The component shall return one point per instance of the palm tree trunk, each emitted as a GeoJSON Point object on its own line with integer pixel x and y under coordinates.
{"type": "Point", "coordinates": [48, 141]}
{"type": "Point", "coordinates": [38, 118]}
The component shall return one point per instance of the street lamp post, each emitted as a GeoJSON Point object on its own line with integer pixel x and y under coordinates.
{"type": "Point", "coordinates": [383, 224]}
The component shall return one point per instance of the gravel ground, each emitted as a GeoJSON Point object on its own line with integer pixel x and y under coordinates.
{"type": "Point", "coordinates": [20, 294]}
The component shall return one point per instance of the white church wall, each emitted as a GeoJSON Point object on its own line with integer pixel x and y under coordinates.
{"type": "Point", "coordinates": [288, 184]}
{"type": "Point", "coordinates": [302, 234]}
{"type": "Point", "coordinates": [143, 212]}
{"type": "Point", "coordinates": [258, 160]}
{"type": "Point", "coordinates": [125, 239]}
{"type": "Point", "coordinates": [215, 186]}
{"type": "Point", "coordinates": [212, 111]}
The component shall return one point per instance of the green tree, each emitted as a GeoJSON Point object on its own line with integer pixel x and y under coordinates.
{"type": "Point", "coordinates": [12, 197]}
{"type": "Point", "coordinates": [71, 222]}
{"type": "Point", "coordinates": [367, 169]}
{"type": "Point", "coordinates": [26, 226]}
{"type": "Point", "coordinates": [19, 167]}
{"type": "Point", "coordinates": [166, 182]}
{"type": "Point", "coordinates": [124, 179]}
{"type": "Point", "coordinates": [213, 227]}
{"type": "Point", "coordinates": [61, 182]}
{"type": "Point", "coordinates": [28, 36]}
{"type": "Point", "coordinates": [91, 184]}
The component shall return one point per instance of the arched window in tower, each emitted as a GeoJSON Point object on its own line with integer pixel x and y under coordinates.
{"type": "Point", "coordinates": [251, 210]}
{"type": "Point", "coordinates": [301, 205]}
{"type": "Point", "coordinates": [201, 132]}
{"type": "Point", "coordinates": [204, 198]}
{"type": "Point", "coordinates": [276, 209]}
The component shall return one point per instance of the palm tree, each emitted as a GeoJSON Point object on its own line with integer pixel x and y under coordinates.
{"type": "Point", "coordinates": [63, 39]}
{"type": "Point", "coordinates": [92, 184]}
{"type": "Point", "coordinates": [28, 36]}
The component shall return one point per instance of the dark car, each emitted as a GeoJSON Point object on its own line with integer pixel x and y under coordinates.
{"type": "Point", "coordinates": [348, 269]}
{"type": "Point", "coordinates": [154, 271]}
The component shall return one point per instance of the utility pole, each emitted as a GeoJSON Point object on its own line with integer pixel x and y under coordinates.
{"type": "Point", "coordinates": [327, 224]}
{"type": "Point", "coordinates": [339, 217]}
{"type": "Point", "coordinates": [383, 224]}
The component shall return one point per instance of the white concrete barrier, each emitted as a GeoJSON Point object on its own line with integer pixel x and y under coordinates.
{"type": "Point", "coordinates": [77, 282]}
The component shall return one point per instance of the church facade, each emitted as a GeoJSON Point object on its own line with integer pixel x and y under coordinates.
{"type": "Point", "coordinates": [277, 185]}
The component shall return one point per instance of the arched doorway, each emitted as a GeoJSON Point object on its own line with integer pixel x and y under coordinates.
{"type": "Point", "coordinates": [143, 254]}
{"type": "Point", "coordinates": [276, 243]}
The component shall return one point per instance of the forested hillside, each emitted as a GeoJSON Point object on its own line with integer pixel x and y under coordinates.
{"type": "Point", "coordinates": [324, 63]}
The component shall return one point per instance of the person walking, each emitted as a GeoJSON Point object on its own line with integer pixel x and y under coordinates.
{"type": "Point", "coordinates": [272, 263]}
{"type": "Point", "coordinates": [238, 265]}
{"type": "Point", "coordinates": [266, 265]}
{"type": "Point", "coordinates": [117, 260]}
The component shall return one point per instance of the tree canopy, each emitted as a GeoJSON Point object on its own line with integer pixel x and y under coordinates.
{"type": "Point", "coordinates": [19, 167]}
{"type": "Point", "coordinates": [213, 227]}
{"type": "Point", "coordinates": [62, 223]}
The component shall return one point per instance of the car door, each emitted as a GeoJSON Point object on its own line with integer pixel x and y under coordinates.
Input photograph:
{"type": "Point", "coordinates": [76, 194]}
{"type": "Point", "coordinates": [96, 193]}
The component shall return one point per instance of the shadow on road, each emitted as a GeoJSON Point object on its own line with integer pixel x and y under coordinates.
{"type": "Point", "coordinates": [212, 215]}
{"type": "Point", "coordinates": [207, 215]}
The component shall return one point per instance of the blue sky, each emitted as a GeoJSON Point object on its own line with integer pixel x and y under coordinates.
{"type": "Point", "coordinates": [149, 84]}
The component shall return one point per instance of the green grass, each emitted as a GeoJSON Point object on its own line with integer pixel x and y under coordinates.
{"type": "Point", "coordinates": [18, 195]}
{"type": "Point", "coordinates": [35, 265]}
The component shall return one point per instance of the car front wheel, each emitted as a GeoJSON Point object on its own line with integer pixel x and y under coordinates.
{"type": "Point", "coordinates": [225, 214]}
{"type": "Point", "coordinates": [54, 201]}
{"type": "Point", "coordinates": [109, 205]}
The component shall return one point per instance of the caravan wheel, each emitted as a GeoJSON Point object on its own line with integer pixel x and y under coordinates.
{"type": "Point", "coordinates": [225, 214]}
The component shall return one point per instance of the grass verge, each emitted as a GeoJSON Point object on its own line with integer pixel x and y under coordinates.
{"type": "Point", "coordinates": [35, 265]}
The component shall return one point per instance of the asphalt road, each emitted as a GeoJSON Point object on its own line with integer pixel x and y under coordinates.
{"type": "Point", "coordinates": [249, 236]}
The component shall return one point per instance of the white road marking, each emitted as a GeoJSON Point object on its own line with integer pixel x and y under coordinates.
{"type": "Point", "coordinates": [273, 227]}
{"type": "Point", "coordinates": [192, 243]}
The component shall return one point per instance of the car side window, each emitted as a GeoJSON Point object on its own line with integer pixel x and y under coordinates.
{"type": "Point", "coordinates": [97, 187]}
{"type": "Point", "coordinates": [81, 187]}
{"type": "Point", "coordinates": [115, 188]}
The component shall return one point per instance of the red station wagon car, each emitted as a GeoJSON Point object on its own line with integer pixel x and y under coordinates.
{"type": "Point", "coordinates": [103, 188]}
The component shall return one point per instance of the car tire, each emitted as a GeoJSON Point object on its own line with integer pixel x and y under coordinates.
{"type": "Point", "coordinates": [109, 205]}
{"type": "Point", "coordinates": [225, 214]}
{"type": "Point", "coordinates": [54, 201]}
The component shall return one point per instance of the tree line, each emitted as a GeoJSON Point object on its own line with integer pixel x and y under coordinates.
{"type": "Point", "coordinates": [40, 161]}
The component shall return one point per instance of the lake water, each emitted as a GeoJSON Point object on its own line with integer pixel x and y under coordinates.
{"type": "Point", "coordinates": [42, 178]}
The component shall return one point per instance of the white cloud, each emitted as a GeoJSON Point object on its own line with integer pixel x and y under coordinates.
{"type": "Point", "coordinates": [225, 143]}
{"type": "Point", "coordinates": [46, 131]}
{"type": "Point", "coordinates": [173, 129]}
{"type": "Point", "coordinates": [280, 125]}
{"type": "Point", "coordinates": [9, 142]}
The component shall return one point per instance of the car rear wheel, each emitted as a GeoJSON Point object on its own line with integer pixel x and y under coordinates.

#####

→ **To do**:
Please return the full listing exactly as it appears.

→ **Answer section**:
The component shall return one point per instance of the palm tree trunk, each emitted as a GeoJSON Point object on its own line with integer pixel x and y under coordinates.
{"type": "Point", "coordinates": [48, 141]}
{"type": "Point", "coordinates": [38, 118]}
The component shall return one point per instance of the street lamp post, each emitted as a GeoJSON Point object on its own line with integer pixel x and y under coordinates.
{"type": "Point", "coordinates": [383, 224]}
The component shall return one point per instance of the gravel ground, each emitted as a GeoJSON Point object on its own line with integer pixel x and y under coordinates.
{"type": "Point", "coordinates": [20, 294]}
The component shall return one point per instance of the white church wall, each emitted as a GeoJSON Point object on its own line with integer pixel x and y under coordinates.
{"type": "Point", "coordinates": [288, 184]}
{"type": "Point", "coordinates": [302, 234]}
{"type": "Point", "coordinates": [143, 212]}
{"type": "Point", "coordinates": [258, 160]}
{"type": "Point", "coordinates": [125, 239]}
{"type": "Point", "coordinates": [215, 186]}
{"type": "Point", "coordinates": [212, 111]}
The component shall return one point per instance of the green tree, each emitted as a GeoJSON Point object on its own line with integer pixel x and y under coordinates.
{"type": "Point", "coordinates": [12, 197]}
{"type": "Point", "coordinates": [71, 222]}
{"type": "Point", "coordinates": [367, 169]}
{"type": "Point", "coordinates": [26, 226]}
{"type": "Point", "coordinates": [19, 167]}
{"type": "Point", "coordinates": [166, 182]}
{"type": "Point", "coordinates": [124, 179]}
{"type": "Point", "coordinates": [213, 227]}
{"type": "Point", "coordinates": [61, 182]}
{"type": "Point", "coordinates": [28, 36]}
{"type": "Point", "coordinates": [91, 184]}
The component shall return one point per instance of the arched window in tower, each emitted as a GeoJSON Point object on its own line with integer pixel x and y under coordinates.
{"type": "Point", "coordinates": [251, 210]}
{"type": "Point", "coordinates": [301, 205]}
{"type": "Point", "coordinates": [201, 132]}
{"type": "Point", "coordinates": [204, 198]}
{"type": "Point", "coordinates": [276, 209]}
The component shall return one point per instance of the palm tree, each emitted as a GeoJSON Point object on its own line with integer pixel x and y under coordinates.
{"type": "Point", "coordinates": [63, 39]}
{"type": "Point", "coordinates": [92, 184]}
{"type": "Point", "coordinates": [28, 36]}
The component shall return one point per instance of the dark car, each emitted as a GeoJSON Point object on its own line with integer pixel x and y under coordinates.
{"type": "Point", "coordinates": [348, 269]}
{"type": "Point", "coordinates": [154, 271]}
The component shall return one point per instance of the utility pole, each emitted as a GeoJSON Point object on its own line with integer pixel x and y under coordinates.
{"type": "Point", "coordinates": [327, 224]}
{"type": "Point", "coordinates": [339, 217]}
{"type": "Point", "coordinates": [383, 224]}
The component shall return one point per instance of the white concrete barrier, each emitted as a GeoJSON Point object on its own line with integer pixel x and y under coordinates.
{"type": "Point", "coordinates": [77, 282]}
The component shall return one point per instance of the church facade, each emitted as a GeoJSON Point object on its own line with integer pixel x and y under coordinates.
{"type": "Point", "coordinates": [277, 185]}
The component shall return one point per instance of the arched doorway, each emitted as a GeoJSON Point object on its own line with integer pixel x and y under coordinates.
{"type": "Point", "coordinates": [143, 254]}
{"type": "Point", "coordinates": [276, 243]}
The component shall return one point per instance of the forested hillside, each emitted as a GeoJSON Point object on its own line with integer pixel x and y under coordinates.
{"type": "Point", "coordinates": [324, 63]}
The component shall return one point per instance of the person walking, each emitted as a GeoJSON Point object on its own line with integer pixel x and y under coordinates.
{"type": "Point", "coordinates": [272, 263]}
{"type": "Point", "coordinates": [238, 265]}
{"type": "Point", "coordinates": [266, 265]}
{"type": "Point", "coordinates": [117, 260]}
The component shall return one point per instance of the tree canopy, each emitted as a GeoJSON Point object on its own line with integer pixel x and y under coordinates.
{"type": "Point", "coordinates": [19, 167]}
{"type": "Point", "coordinates": [213, 227]}
{"type": "Point", "coordinates": [62, 223]}
The component shall return one point per instance of the car door, each emitted as a GeoJSON Point object on its own line with integer pixel x and y under coordinates.
Input photograph:
{"type": "Point", "coordinates": [76, 194]}
{"type": "Point", "coordinates": [96, 193]}
The component shall return one point per instance of the shadow on road, each emitted as a GeoJSON Point object on its own line with integer pixel x and y under coordinates.
{"type": "Point", "coordinates": [212, 215]}
{"type": "Point", "coordinates": [207, 215]}
The component shall return one point per instance of the blue sky, each emitted as a GeoJSON Point object on its own line with integer pixel x and y under coordinates.
{"type": "Point", "coordinates": [149, 84]}
The component shall return one point per instance of the green grass, each emitted as a GeoJSON Point object on its own line with integer pixel x and y under coordinates.
{"type": "Point", "coordinates": [18, 195]}
{"type": "Point", "coordinates": [35, 265]}
The component shall return one point per instance of the car front wheel, each emitted as a GeoJSON Point object on its own line with integer pixel x and y under coordinates.
{"type": "Point", "coordinates": [225, 214]}
{"type": "Point", "coordinates": [54, 201]}
{"type": "Point", "coordinates": [109, 205]}
The component shall return one point per instance of the caravan wheel, each emitted as a GeoJSON Point object on its own line with integer pixel x and y under coordinates.
{"type": "Point", "coordinates": [225, 214]}
The component shall return one point per instance of the grass verge, each emitted as a GeoJSON Point object on its own line with integer pixel x and y under coordinates.
{"type": "Point", "coordinates": [35, 265]}
The component shall return one point per instance of the asphalt road, each emitted as a GeoJSON Point object on its own line with integer pixel x and y under coordinates.
{"type": "Point", "coordinates": [249, 236]}
The component shall return one point per instance of the white road marking, each emitted as a GeoJSON Point object on its own line with integer pixel x and y under coordinates.
{"type": "Point", "coordinates": [273, 227]}
{"type": "Point", "coordinates": [192, 243]}
The component shall return one point per instance of the car side window, each emitted as a GeoJSON Point object on its own line with integer pixel x and y under coordinates.
{"type": "Point", "coordinates": [97, 187]}
{"type": "Point", "coordinates": [81, 187]}
{"type": "Point", "coordinates": [115, 188]}
The component shall return one point per instance of the red station wagon car, each emitted as a GeoJSON Point object on its own line with integer pixel x and y under coordinates.
{"type": "Point", "coordinates": [103, 188]}
The component shall return one point per instance of the car tire, each emitted as a GeoJSON Point object on its own line with integer pixel x and y under coordinates.
{"type": "Point", "coordinates": [109, 205]}
{"type": "Point", "coordinates": [225, 214]}
{"type": "Point", "coordinates": [54, 201]}
The component shall return one point per instance of the tree line, each emitted as a GeoJSON Point object on its own line with integer pixel x and y under coordinates.
{"type": "Point", "coordinates": [40, 161]}
The component shall return one point per instance of the lake water, each emitted as a GeoJSON Point object on its own line with integer pixel x and y under coordinates.
{"type": "Point", "coordinates": [42, 178]}
The component shall return one point per instance of the white cloud, each emitted as a GeoJSON Point object on its own line with integer pixel x and y under coordinates.
{"type": "Point", "coordinates": [225, 143]}
{"type": "Point", "coordinates": [46, 131]}
{"type": "Point", "coordinates": [173, 129]}
{"type": "Point", "coordinates": [280, 125]}
{"type": "Point", "coordinates": [9, 142]}
The component shall return one point per instance of the car rear wheel, each emitted as a GeoJSON Point object on its own line with integer pixel x and y under coordinates.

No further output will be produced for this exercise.